_Activity:_ Could you copy each line of the listing that holds "white"?

_Information shown:_
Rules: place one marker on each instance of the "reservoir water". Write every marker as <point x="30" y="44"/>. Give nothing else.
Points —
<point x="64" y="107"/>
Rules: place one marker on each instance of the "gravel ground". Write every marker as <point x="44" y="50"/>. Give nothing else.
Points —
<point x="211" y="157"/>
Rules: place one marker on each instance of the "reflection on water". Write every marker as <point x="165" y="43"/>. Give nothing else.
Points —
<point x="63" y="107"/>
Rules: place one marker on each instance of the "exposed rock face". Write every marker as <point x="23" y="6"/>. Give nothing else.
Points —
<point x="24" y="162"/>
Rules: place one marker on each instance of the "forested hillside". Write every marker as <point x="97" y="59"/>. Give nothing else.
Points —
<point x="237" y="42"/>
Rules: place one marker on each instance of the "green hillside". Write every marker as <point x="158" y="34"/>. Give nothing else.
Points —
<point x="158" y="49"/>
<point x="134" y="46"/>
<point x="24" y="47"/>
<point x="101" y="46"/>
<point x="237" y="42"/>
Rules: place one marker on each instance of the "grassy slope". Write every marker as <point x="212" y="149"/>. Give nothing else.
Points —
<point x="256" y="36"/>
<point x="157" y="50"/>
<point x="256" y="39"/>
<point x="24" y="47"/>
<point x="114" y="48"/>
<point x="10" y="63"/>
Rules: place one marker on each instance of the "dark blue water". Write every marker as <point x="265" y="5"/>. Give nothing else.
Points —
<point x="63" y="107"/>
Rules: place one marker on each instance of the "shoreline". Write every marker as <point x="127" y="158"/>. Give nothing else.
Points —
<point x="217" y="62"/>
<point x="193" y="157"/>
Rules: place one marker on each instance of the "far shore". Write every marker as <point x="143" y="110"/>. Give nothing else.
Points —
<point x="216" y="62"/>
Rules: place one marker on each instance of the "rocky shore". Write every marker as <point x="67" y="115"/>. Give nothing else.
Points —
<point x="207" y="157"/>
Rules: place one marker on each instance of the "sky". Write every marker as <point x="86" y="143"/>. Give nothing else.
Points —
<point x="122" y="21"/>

==

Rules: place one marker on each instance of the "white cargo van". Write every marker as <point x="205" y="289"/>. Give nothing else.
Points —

* * *

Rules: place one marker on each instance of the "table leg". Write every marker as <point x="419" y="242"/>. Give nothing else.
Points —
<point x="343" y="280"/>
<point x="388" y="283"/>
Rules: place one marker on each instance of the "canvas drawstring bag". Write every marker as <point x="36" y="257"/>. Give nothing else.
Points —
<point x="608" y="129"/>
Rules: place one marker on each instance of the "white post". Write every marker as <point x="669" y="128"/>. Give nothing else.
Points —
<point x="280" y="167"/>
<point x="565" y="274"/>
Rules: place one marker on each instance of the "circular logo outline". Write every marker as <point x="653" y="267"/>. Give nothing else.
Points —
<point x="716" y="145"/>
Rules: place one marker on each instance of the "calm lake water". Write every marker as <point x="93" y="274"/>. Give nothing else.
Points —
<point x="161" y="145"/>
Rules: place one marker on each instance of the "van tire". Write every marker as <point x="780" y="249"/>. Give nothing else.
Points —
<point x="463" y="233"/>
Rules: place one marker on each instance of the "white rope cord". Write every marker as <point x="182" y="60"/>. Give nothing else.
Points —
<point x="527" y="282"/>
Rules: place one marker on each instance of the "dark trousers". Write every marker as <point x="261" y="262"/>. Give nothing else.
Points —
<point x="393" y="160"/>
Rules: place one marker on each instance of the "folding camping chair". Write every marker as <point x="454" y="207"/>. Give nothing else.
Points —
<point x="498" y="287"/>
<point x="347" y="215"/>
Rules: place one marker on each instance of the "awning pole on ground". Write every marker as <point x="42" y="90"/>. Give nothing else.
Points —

_Answer space:_
Rules: place one marker on each instance of the "white cargo van". Write every marker as <point x="205" y="289"/>. Give nothing else.
Rules: place one marker on each instance of the "white post". Write every marker as <point x="669" y="128"/>. Give nothing else.
Rules: place one marker on each instance of the "white rope cord". Write every marker as <point x="182" y="60"/>. Give nothing else.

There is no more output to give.